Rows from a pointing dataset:
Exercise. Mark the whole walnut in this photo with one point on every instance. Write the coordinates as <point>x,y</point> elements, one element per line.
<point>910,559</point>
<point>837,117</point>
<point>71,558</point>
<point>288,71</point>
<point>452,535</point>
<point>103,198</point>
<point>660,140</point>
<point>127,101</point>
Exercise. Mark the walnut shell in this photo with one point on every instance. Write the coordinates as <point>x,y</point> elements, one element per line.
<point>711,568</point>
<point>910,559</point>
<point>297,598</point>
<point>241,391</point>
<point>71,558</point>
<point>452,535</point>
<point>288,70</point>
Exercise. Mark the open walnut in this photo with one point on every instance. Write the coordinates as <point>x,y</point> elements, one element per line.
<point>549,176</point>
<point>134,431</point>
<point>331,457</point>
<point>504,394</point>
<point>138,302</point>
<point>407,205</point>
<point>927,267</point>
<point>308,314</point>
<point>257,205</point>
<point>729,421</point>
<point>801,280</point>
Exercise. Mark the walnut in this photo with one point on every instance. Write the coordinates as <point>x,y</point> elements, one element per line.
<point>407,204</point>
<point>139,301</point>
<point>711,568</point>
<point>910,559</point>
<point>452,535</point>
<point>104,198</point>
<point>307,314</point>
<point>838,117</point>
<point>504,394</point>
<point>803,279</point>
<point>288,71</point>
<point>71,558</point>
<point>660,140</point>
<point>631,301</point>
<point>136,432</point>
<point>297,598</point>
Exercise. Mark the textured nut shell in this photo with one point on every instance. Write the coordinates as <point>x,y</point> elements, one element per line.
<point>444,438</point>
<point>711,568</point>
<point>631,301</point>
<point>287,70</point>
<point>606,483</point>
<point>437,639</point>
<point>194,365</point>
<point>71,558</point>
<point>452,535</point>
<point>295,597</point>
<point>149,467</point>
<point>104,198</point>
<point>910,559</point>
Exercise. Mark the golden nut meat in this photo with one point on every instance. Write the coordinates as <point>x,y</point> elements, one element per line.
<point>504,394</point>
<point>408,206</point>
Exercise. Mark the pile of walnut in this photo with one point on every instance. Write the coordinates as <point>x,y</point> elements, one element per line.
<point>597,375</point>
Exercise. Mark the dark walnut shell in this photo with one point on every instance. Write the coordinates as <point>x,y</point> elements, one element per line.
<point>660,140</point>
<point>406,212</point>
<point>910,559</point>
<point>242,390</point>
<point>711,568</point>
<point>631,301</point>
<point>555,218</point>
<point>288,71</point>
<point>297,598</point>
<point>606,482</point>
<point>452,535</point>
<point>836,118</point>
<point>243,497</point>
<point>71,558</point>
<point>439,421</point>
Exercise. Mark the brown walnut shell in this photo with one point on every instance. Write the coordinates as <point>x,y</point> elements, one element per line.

### Stated problem:
Rewrite all the rows above as a JSON array of strings, one string for each line, and leave out any blank lines.

### The reply:
[
  "Exercise. Mark the whole walnut in this photo with one point on every instance. Write the coordinates as <point>x,y</point> elements, one element per line.",
  "<point>910,559</point>",
  "<point>837,117</point>",
  "<point>71,558</point>",
  "<point>288,71</point>",
  "<point>452,535</point>",
  "<point>103,198</point>",
  "<point>660,140</point>",
  "<point>127,101</point>",
  "Exercise. Mark the walnut shell in this photo with one point on every instance. Write the coordinates as <point>x,y</point> elements, one element per line.",
  "<point>711,568</point>",
  "<point>910,559</point>",
  "<point>297,598</point>",
  "<point>241,391</point>",
  "<point>71,558</point>",
  "<point>452,535</point>",
  "<point>288,70</point>",
  "Exercise. Mark the open walnut in this photo with one point on every instance. Write the coordinates as <point>x,y</point> elements, one element per line.",
  "<point>549,176</point>",
  "<point>134,431</point>",
  "<point>331,457</point>",
  "<point>504,394</point>",
  "<point>138,302</point>",
  "<point>407,205</point>",
  "<point>927,267</point>",
  "<point>308,314</point>",
  "<point>257,205</point>",
  "<point>729,421</point>",
  "<point>801,280</point>",
  "Exercise. Mark the walnut in this photo with one point on every instance. Write the coordinates as <point>x,y</point> elements, one element per line.",
  "<point>407,204</point>",
  "<point>139,301</point>",
  "<point>711,568</point>",
  "<point>910,559</point>",
  "<point>452,535</point>",
  "<point>104,198</point>",
  "<point>307,314</point>",
  "<point>838,117</point>",
  "<point>504,394</point>",
  "<point>803,279</point>",
  "<point>288,71</point>",
  "<point>71,558</point>",
  "<point>660,140</point>",
  "<point>631,301</point>",
  "<point>136,432</point>",
  "<point>297,598</point>",
  "Exercise. Mark the textured nut shell in this photo with one point on every instance. Write the coordinates as <point>x,y</point> elements, one element per line.",
  "<point>444,438</point>",
  "<point>711,568</point>",
  "<point>631,301</point>",
  "<point>287,70</point>",
  "<point>606,483</point>",
  "<point>437,639</point>",
  "<point>194,365</point>",
  "<point>71,558</point>",
  "<point>452,535</point>",
  "<point>295,597</point>",
  "<point>149,467</point>",
  "<point>104,198</point>",
  "<point>910,559</point>",
  "Exercise. Mark the golden nut meat in this photo with one point on every instance. Write the coordinates as <point>x,y</point> elements, one element per line.",
  "<point>504,394</point>",
  "<point>408,206</point>",
  "Exercise. Mark the pile of walnut in this photo with one point on every instance. Write the coordinates as <point>x,y</point> elements, one element per line.",
  "<point>597,375</point>",
  "Exercise. Mark the dark walnut shell in this photo with one point on every instance. Write the coordinates as <point>x,y</point> elements, one element per line.",
  "<point>660,140</point>",
  "<point>406,212</point>",
  "<point>910,559</point>",
  "<point>242,390</point>",
  "<point>711,568</point>",
  "<point>631,301</point>",
  "<point>555,218</point>",
  "<point>288,71</point>",
  "<point>297,598</point>",
  "<point>606,482</point>",
  "<point>452,535</point>",
  "<point>836,118</point>",
  "<point>243,497</point>",
  "<point>71,558</point>",
  "<point>439,421</point>",
  "Exercise. Mark the brown walnut shell in this photo with one point on every instance. Write the coordinates as <point>x,y</point> elements, one element per line."
]